Below are several rows. Quote, word for word, the lines starting at the one containing "Task: indicate the building window" and ending at the one containing "x=277, y=439", including both of those lines.

### STORED ROWS ###

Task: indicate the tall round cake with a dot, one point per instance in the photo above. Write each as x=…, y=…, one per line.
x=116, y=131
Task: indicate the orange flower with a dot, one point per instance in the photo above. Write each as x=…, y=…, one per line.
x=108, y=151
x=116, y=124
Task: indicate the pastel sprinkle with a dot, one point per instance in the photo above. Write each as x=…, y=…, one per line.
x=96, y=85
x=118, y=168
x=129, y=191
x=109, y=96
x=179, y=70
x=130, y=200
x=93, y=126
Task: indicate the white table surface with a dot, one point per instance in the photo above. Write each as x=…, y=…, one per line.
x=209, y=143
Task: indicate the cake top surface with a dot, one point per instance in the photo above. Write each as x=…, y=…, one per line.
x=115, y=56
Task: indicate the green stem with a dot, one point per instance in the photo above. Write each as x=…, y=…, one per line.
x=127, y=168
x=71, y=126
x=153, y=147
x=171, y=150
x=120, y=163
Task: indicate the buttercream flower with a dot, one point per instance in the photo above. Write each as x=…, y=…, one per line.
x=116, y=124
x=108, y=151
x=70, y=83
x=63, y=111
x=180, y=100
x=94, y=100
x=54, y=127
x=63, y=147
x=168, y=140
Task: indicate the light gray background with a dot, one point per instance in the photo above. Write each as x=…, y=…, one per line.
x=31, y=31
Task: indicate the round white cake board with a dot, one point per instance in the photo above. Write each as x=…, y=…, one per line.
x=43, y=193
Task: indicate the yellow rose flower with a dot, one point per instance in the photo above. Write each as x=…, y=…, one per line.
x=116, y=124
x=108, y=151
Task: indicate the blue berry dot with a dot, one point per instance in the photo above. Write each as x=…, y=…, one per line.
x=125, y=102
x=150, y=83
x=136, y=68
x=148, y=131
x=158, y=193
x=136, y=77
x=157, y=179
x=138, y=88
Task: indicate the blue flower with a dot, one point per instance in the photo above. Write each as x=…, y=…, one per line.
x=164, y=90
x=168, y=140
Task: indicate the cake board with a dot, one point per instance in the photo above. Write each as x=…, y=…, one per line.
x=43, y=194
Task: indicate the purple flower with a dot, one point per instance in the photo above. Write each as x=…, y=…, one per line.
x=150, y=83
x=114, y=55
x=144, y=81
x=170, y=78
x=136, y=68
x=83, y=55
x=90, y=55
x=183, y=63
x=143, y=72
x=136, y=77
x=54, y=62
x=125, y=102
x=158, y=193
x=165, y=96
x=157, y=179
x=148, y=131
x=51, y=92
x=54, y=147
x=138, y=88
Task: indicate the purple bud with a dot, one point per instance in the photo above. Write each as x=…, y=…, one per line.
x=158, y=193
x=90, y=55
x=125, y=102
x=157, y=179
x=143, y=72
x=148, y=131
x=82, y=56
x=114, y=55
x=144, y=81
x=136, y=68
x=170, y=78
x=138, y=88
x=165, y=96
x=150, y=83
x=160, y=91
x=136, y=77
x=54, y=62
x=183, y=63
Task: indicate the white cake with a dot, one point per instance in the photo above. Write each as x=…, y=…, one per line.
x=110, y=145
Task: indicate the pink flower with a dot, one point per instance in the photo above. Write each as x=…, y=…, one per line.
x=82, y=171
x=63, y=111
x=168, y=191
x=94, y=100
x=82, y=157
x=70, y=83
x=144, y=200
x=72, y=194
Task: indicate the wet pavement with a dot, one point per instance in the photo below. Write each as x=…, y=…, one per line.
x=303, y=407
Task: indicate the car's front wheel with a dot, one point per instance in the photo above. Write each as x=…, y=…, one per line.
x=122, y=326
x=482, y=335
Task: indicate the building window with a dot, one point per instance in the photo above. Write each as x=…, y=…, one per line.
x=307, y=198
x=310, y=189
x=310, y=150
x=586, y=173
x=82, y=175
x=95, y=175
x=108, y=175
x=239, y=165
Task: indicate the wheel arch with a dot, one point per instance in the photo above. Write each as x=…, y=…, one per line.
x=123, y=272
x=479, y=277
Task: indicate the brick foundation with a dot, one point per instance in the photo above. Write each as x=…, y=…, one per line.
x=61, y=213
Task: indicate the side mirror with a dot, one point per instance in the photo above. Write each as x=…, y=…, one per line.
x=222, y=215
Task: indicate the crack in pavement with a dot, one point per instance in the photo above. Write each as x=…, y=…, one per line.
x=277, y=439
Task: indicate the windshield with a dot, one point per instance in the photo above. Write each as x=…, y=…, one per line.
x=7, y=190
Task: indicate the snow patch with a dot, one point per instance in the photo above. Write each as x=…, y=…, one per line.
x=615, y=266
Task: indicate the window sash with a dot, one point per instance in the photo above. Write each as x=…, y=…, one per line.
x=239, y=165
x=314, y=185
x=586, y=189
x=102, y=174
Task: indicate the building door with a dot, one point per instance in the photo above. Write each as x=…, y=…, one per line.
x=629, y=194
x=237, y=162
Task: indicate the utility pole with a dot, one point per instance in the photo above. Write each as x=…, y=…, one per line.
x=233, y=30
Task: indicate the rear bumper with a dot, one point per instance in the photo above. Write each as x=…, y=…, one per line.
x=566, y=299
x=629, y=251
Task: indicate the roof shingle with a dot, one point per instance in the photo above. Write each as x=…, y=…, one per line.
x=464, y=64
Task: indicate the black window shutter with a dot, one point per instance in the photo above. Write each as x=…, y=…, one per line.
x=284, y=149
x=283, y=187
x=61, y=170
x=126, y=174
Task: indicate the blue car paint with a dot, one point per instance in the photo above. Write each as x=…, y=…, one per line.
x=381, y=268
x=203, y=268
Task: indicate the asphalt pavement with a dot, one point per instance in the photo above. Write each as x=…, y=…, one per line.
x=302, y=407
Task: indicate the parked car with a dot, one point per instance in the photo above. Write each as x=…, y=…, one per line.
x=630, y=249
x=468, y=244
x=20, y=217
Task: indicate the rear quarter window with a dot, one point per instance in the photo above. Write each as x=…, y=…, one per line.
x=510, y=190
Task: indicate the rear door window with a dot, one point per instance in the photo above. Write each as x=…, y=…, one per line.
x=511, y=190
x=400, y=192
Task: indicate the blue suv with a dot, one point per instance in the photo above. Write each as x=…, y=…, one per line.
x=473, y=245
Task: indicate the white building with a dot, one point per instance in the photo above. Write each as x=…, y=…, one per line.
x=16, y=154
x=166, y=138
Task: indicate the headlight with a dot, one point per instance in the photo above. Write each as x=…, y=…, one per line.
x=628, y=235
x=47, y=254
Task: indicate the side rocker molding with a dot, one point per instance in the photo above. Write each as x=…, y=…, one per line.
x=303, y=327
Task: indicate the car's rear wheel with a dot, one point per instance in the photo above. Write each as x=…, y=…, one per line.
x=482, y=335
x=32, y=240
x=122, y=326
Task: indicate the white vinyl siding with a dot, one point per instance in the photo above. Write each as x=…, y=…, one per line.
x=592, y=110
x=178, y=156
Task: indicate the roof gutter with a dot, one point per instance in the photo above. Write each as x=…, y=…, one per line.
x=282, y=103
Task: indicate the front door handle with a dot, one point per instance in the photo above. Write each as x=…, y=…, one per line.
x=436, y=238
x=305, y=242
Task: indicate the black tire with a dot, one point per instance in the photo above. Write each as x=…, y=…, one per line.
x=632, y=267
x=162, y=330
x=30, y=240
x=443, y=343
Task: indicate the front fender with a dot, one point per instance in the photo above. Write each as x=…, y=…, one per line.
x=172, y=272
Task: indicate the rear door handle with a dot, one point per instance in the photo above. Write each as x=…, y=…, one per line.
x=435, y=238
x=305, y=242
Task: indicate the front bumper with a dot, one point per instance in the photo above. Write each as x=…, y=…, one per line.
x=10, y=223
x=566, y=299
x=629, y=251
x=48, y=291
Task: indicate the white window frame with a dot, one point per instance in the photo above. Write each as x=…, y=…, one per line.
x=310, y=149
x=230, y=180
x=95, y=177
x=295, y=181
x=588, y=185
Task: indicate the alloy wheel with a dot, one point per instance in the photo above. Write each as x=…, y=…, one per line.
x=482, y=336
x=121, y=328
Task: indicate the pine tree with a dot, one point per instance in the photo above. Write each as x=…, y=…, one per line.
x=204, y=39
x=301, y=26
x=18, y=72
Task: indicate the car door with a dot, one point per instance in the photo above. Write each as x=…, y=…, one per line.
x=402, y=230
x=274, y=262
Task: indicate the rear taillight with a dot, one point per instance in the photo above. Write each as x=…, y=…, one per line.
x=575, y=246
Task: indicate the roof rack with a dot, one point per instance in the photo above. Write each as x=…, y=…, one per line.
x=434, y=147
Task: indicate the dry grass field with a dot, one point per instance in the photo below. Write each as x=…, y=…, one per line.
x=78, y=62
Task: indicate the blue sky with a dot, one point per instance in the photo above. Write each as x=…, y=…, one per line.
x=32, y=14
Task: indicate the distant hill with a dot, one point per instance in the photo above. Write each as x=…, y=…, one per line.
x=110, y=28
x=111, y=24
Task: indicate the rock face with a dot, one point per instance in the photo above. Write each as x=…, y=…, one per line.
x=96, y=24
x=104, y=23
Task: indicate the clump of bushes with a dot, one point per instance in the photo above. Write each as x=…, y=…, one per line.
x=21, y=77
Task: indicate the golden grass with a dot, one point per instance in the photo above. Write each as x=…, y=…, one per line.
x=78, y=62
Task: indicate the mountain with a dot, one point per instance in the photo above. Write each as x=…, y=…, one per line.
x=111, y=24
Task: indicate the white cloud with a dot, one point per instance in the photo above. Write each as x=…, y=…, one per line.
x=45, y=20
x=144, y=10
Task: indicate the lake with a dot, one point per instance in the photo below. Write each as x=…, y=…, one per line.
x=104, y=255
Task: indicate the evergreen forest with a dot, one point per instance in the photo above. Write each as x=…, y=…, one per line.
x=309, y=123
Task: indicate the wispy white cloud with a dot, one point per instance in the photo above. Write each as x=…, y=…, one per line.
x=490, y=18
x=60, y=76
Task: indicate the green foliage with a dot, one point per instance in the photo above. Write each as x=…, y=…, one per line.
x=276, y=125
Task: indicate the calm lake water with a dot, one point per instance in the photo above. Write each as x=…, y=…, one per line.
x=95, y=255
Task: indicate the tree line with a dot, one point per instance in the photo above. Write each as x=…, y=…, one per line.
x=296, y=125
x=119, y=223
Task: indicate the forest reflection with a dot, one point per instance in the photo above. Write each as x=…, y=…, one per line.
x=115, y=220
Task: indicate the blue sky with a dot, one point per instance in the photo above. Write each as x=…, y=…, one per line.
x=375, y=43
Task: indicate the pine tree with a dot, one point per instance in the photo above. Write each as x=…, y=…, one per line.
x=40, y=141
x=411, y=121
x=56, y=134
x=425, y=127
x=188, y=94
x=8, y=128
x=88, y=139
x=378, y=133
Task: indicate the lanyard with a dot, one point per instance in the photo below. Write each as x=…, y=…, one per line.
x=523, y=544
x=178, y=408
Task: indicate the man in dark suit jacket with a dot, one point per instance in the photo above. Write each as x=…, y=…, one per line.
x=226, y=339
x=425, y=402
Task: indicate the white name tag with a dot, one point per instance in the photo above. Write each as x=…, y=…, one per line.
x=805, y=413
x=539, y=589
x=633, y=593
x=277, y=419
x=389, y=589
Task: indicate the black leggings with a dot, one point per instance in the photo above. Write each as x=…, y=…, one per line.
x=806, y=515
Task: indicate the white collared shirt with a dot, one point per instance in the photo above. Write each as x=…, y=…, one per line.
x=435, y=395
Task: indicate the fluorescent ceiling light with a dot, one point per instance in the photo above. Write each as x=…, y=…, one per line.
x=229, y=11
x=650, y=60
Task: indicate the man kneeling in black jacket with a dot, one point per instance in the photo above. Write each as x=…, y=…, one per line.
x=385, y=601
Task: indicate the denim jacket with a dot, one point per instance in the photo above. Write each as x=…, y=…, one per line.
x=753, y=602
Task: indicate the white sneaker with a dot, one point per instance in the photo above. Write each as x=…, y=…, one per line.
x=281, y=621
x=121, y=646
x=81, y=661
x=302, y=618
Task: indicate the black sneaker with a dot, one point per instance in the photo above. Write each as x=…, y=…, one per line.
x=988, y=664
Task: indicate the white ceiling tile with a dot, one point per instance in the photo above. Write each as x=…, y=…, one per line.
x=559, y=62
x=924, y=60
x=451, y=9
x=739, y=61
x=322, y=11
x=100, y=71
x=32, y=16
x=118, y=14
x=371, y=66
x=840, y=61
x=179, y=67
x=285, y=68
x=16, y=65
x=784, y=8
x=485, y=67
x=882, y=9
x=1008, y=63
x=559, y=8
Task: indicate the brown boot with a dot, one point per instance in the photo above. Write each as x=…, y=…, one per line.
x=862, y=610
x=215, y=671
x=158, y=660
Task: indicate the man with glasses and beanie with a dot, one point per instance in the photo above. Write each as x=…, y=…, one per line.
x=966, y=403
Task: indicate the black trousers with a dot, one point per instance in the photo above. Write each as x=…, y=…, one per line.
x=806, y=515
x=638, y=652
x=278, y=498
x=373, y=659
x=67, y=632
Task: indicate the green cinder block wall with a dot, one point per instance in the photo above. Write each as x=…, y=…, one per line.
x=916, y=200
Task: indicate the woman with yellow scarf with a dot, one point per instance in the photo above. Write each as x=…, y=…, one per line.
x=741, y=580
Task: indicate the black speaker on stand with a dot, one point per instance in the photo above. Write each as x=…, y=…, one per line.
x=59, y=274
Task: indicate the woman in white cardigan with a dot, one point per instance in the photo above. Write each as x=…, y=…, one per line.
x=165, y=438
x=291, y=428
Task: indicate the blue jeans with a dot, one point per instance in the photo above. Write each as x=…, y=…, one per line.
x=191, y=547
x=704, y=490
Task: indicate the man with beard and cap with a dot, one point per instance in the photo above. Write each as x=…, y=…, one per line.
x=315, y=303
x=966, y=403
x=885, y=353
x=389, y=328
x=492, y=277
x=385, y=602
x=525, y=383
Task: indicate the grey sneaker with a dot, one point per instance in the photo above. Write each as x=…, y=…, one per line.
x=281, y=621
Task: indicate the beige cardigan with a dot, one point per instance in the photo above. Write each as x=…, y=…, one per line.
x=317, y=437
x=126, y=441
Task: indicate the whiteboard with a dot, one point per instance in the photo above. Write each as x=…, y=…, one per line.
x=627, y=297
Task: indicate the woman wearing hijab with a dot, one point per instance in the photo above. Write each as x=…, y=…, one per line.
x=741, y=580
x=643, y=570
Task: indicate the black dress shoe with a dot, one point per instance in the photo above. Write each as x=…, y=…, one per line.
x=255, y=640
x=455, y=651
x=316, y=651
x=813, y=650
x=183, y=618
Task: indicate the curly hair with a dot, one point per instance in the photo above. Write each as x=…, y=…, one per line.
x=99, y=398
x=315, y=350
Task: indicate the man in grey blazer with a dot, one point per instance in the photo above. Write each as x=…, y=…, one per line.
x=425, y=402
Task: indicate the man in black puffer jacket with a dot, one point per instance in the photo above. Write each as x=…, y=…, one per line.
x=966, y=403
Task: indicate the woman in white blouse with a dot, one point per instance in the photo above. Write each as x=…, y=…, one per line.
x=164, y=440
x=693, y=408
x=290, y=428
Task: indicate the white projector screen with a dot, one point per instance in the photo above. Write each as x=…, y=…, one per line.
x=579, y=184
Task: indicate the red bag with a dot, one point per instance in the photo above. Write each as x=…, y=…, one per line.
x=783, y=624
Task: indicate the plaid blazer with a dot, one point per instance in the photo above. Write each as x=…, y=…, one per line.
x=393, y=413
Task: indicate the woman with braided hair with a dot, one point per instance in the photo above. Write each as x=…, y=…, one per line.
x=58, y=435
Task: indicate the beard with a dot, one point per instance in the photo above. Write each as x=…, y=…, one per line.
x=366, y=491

###

> [EXERCISE RESPONSE]
Task: indicate the building window with a dot, one point per instance in the photo above. Write each as x=…, y=…, one per line.
x=307, y=198
x=310, y=189
x=310, y=150
x=586, y=173
x=82, y=175
x=95, y=175
x=108, y=175
x=239, y=165
Task: indicate the wheel arch with a dot, one point per instance in the photo above. Write each as x=…, y=…, one per line.
x=123, y=272
x=479, y=277
Task: indicate the brick foundation with a dot, one point per instance in the photo above. Write each as x=…, y=…, one per line.
x=61, y=213
Task: indicate the side mirror with a dot, one point per instance in the photo above. Write each as x=…, y=…, one per line.
x=222, y=215
Task: indicate the crack in pavement with a dot, one point per instance in the photo above. Write each as x=…, y=…, one per line.
x=277, y=439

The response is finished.